• [Written instruction 1]:
Lay out the lines of the records from the line containing "search >> breast pocket" through the final line of the records as a JSON list of strings, with one string per line and any blank lines omitted.

If you're referring to those uses in ops-bridge.c, that file probably needs
some additional TLC.  The patchset I've got fixed it up a little, but looking
at it made my head hurt (and not just because of the IOC3 voodoo in it), so I
kinda passed on spending too much time on it.  I'll probably have to double
back on it in the future after fixing the other areas, so I'll keep this in mind.


>>> If the hardware only supports 256 bytes of config space on
>>> non-root bus devices, that's not a disaster.  We should still be
>>> able to enumerate them and use all the conventional PCI features
>>> and even basic PCIe features.  But the extended config space
>>> (offsets 0x100-0xfff) would be inaccessible, and we wouldn't see
>>> any PCIe extended capabilities (AER, VC, SR-IOV, etc., see
>>> PCI_EXT_CAP_ID_ERR and subsequent definitions) because they live
>>> in that space.

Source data
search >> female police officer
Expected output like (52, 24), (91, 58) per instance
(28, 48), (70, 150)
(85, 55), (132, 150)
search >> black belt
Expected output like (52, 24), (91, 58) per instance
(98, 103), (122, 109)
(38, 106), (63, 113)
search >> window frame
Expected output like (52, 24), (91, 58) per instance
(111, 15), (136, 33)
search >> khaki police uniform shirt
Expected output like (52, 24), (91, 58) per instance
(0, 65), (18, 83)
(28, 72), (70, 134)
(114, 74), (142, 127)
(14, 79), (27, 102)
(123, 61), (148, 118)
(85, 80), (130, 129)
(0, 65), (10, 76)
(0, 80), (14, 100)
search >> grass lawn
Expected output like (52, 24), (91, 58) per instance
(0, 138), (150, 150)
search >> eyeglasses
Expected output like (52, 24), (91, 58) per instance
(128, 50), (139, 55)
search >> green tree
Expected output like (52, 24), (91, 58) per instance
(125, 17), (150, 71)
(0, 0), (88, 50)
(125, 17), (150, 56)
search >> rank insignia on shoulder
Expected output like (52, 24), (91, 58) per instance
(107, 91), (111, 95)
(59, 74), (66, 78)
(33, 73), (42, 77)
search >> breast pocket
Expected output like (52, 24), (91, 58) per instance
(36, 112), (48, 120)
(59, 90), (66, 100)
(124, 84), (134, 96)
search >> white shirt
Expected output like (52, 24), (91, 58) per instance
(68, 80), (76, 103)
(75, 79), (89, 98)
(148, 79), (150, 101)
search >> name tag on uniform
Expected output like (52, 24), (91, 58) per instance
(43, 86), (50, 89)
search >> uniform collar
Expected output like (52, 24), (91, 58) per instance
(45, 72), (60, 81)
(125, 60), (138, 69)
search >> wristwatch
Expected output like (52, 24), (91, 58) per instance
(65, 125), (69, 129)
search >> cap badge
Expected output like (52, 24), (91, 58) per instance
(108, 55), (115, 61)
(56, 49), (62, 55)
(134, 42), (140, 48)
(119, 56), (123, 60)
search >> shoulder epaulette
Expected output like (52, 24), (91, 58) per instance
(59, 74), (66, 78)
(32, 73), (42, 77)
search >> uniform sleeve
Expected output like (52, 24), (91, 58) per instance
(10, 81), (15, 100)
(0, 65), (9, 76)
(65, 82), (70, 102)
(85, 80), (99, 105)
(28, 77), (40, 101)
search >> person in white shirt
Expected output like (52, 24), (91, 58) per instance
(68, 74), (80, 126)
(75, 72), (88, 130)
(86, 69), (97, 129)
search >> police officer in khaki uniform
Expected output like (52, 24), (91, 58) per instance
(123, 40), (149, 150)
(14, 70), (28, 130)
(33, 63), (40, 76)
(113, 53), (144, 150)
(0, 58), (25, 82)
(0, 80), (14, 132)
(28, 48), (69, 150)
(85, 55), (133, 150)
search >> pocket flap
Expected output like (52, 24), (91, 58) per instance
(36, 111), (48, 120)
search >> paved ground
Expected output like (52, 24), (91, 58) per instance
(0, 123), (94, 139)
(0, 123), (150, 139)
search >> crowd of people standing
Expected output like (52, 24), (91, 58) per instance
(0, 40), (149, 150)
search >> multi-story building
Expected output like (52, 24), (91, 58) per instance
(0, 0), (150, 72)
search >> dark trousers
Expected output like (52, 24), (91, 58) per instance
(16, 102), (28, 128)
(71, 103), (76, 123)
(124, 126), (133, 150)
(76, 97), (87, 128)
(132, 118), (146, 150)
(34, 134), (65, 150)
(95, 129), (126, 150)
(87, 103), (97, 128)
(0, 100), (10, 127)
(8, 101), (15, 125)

• [Written instruction 2]:
Duplicate the passage of the PCI config space text from "If you're referring" up to and including "this in mind.".

• [Task answer 1]:
[
  "search >> breast pocket",
  "Expected output like (52, 24), (91, 58) per instance",
  "(36, 112), (48, 120)",
  "(59, 90), (66, 100)",
  "(124, 84), (134, 96)",
  "search >> white shirt",
  "Expected output like (52, 24), (91, 58) per instance",
  "(68, 80), (76, 103)",
  "(75, 79), (89, 98)",
  "(148, 79), (150, 101)",
  "search >> name tag on uniform",
  "Expected output like (52, 24), (91, 58) per instance",
  "(43, 86), (50, 89)",
  "search >> uniform collar",
  "Expected output like (52, 24), (91, 58) per instance",
  "(45, 72), (60, 81)",
  "(125, 60), (138, 69)",
  "search >> wristwatch",
  "Expected output like (52, 24), (91, 58) per instance",
  "(65, 125), (69, 129)",
  "search >> cap badge",
  "Expected output like (52, 24), (91, 58) per instance",
  "(108, 55), (115, 61)",
  "(56, 49), (62, 55)",
  "(134, 42), (140, 48)",
  "(119, 56), (123, 60)",
  "search >> shoulder epaulette",
  "Expected output like (52, 24), (91, 58) per instance",
  "(59, 74), (66, 78)",
  "(32, 73), (42, 77)",
  "search >> uniform sleeve",
  "Expected output like (52, 24), (91, 58) per instance",
  "(10, 81), (15, 100)",
  "(0, 65), (9, 76)",
  "(65, 82), (70, 102)",
  "(85, 80), (99, 105)",
  "(28, 77), (40, 101)",
  "search >> person in white shirt",
  "Expected output like (52, 24), (91, 58) per instance",
  "(68, 74), (80, 126)",
  "(75, 72), (88, 130)",
  "(86, 69), (97, 129)",
  "search >> police officer in khaki uniform",
  "Expected output like (52, 24), (91, 58) per instance",
  "(123, 40), (149, 150)",
  "(14, 70), (28, 130)",
  "(33, 63), (40, 76)",
  "(113, 53), (144, 150)",
  "(0, 58), (25, 82)",
  "(0, 80), (14, 132)",
  "(28, 48), (69, 150)",
  "(85, 55), (133, 150)",
  "search >> pocket flap",
  "Expected output like (52, 24), (91, 58) per instance",
  "(36, 111), (48, 120)",
  "search >> paved ground",
  "Expected output like (52, 24), (91, 58) per instance",
  "(0, 123), (94, 139)",
  "(0, 123), (150, 139)",
  "search >> crowd of people standing",
  "Expected output like (52, 24), (91, 58) per instance",
  "(0, 40), (149, 150)",
  "search >> multi-story building",
  "Expected output like (52, 24), (91, 58) per instance",
  "(0, 0), (150, 72)",
  "search >> dark trousers",
  "Expected output like (52, 24), (91, 58) per instance",
  "(16, 102), (28, 128)",
  "(71, 103), (76, 123)",
  "(124, 126), (133, 150)",
  "(76, 97), (87, 128)",
  "(132, 118), (146, 150)",
  "(34, 134), (65, 150)",
  "(95, 129), (126, 150)",
  "(87, 103), (97, 128)",
  "(0, 100), (10, 127)",
  "(8, 101), (15, 125)"
]

• [Task answer 2]:
If you're referring to those uses in ops-bridge.c, that file probably needs
some additional TLC.  The patchset I've got fixed it up a little, but looking
at it made my head hurt (and not just because of the IOC3 voodoo in it), so I
kinda passed on spending too much time on it.  I'll probably have to double
back on it in the future after fixing the other areas, so I'll keep this in mind.